Action item: Whenever the string "eroded" turns up in a line below, that line should be copied.

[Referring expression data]
* * * * *

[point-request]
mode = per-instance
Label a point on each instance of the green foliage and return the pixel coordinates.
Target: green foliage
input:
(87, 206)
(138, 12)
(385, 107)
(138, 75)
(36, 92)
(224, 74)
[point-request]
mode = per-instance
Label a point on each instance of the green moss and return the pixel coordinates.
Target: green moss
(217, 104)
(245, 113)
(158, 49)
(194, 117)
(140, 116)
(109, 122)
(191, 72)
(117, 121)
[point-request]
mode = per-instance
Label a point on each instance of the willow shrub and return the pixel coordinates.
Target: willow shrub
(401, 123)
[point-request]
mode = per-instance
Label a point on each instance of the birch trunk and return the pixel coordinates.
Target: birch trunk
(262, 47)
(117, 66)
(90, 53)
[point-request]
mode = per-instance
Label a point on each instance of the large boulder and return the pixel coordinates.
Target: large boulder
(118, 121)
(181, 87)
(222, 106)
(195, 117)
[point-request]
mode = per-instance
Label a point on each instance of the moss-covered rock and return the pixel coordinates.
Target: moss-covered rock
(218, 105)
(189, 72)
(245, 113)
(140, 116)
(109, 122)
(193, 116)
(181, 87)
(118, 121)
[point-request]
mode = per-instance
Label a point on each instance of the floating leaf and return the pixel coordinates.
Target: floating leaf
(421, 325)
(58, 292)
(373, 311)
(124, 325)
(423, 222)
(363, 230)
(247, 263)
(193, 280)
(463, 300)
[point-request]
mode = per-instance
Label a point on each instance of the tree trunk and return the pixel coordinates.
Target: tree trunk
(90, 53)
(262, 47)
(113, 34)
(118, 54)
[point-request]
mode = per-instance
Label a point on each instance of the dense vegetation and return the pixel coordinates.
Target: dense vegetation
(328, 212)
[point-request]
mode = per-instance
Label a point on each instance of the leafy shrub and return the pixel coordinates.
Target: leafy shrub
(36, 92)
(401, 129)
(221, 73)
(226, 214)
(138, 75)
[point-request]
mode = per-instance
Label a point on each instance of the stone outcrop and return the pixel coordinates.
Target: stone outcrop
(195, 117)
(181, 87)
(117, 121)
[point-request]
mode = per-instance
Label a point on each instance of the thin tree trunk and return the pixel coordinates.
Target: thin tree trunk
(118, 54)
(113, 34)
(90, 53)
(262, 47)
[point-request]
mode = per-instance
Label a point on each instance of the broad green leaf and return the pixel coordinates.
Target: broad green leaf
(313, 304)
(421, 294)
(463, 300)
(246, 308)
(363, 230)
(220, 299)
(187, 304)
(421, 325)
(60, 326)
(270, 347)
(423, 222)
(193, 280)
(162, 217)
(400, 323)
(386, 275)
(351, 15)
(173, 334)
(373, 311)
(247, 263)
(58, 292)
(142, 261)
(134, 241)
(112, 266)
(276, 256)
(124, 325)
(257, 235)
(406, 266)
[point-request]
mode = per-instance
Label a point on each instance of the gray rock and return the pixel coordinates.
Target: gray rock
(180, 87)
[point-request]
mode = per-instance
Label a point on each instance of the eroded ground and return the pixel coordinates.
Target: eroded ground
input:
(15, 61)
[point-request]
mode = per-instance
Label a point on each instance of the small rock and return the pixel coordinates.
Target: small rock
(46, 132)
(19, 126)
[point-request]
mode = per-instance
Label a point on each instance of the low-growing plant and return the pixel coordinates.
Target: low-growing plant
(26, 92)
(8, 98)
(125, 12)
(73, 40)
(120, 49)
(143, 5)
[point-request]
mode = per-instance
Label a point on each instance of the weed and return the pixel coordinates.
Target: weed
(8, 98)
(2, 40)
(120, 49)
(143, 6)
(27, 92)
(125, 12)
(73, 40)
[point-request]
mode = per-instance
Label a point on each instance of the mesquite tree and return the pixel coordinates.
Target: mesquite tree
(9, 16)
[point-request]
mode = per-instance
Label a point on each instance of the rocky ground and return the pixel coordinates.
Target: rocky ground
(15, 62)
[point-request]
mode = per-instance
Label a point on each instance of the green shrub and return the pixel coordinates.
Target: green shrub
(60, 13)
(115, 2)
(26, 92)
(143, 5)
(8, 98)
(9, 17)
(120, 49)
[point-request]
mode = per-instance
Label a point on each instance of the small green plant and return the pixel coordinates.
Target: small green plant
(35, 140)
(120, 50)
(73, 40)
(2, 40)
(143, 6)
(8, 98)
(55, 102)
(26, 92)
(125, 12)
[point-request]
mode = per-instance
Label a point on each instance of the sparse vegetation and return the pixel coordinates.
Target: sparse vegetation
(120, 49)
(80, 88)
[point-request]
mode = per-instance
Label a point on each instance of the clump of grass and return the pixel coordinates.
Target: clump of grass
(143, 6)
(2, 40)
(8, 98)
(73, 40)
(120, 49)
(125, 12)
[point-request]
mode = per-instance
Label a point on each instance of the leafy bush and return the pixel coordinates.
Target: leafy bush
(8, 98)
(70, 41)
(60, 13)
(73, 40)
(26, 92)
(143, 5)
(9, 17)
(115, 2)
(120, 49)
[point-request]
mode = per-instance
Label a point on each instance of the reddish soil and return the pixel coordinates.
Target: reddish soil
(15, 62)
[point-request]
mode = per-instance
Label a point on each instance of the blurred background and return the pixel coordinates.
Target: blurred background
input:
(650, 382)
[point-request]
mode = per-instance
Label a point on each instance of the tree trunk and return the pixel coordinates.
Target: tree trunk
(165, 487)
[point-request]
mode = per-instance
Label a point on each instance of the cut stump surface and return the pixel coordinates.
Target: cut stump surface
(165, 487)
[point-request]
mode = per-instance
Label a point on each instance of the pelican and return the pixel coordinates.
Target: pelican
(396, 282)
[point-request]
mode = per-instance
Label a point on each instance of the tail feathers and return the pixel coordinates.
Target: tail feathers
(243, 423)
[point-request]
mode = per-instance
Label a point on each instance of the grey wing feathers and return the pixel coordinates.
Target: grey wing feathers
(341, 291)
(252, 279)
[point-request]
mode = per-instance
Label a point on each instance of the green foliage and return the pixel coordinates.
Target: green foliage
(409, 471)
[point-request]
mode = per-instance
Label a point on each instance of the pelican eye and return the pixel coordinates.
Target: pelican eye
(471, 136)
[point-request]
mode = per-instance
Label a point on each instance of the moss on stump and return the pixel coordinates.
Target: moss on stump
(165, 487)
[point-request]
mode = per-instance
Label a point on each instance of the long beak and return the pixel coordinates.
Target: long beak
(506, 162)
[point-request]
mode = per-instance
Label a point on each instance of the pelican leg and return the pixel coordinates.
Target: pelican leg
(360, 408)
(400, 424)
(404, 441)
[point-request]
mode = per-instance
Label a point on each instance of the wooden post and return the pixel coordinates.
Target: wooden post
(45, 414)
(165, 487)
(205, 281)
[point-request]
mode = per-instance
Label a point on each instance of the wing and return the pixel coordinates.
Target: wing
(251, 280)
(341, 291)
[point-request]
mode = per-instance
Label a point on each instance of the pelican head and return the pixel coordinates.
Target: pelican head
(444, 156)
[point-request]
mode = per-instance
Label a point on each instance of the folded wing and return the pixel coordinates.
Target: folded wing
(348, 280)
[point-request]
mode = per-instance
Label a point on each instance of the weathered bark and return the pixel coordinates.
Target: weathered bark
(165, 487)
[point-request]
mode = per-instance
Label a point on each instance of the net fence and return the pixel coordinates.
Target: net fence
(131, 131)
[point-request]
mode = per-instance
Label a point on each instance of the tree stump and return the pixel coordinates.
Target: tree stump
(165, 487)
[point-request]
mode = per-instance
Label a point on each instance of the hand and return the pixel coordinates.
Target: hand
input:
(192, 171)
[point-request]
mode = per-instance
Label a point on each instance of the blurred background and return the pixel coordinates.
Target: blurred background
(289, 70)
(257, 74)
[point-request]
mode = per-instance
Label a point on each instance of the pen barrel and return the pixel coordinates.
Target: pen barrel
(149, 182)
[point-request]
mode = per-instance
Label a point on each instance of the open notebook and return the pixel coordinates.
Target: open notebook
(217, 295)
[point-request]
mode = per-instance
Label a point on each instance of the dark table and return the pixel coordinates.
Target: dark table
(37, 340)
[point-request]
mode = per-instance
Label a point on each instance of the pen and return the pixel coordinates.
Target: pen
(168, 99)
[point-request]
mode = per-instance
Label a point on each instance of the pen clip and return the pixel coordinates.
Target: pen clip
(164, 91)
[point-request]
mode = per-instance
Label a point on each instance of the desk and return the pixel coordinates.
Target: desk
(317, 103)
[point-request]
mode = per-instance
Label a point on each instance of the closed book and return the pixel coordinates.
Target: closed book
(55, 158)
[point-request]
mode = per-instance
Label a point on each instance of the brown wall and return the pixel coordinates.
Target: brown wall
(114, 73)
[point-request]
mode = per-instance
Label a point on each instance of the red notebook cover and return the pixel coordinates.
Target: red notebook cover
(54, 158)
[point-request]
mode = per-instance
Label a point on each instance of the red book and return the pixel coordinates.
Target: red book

* * * * *

Exercise result:
Label a point on each instance of the eroded ground and return the pixel coordinates.
Target: eroded ground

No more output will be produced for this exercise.